■ Do this ■
Reproduce the data below word for word, from the line that contains "Where can the curb" through the last line, with both ends included.
---- Listed records
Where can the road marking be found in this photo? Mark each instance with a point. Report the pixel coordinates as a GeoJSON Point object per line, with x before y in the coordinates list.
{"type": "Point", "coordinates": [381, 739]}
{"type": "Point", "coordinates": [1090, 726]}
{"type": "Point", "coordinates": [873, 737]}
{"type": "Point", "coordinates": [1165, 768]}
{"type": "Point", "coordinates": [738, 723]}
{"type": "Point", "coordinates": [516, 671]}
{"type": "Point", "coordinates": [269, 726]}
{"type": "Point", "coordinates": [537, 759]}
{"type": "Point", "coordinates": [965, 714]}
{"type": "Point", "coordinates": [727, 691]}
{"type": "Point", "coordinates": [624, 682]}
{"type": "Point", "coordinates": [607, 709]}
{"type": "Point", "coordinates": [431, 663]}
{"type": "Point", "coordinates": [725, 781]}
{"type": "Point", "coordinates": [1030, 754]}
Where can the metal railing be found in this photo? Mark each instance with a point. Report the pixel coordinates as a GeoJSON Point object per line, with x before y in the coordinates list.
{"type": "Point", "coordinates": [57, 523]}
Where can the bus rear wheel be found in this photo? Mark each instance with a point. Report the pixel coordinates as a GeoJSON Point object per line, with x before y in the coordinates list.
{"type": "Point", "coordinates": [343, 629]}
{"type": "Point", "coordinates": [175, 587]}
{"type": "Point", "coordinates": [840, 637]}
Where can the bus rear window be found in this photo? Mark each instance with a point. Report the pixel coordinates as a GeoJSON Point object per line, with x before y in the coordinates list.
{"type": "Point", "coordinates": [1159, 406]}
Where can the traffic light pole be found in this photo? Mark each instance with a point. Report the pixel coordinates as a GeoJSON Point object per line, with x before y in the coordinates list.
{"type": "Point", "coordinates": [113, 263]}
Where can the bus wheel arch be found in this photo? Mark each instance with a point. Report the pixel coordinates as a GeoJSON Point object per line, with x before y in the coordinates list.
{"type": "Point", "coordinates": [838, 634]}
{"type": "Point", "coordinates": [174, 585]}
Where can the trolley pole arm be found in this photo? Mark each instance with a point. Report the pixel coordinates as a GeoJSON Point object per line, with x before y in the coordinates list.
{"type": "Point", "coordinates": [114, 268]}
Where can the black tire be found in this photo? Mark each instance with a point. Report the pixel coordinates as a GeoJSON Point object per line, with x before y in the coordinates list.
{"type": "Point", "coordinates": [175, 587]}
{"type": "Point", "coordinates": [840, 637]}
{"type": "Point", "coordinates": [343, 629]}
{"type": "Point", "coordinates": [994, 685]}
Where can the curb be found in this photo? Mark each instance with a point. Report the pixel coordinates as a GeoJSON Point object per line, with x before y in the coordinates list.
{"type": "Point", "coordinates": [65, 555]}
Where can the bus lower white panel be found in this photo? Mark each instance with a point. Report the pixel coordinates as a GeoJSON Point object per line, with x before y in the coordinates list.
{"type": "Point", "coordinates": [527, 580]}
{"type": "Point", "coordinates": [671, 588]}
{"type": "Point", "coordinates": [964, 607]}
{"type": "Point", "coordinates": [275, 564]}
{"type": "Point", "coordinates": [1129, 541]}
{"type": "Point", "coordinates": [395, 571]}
--------
■ Result ■
Where can the curb be found in this photo? Mark each instance with a point. Report the pixel coordinates as a GeoJSON Point object per line, with x before y in the coordinates list.
{"type": "Point", "coordinates": [65, 555]}
Where can the bus lower white panel be found in this photo? Mark each instance with a point. Report the pixel coordinates as a GeoJSON Point object per line, with x before y in the coordinates list.
{"type": "Point", "coordinates": [527, 580]}
{"type": "Point", "coordinates": [671, 588]}
{"type": "Point", "coordinates": [964, 607]}
{"type": "Point", "coordinates": [275, 564]}
{"type": "Point", "coordinates": [1129, 541]}
{"type": "Point", "coordinates": [395, 571]}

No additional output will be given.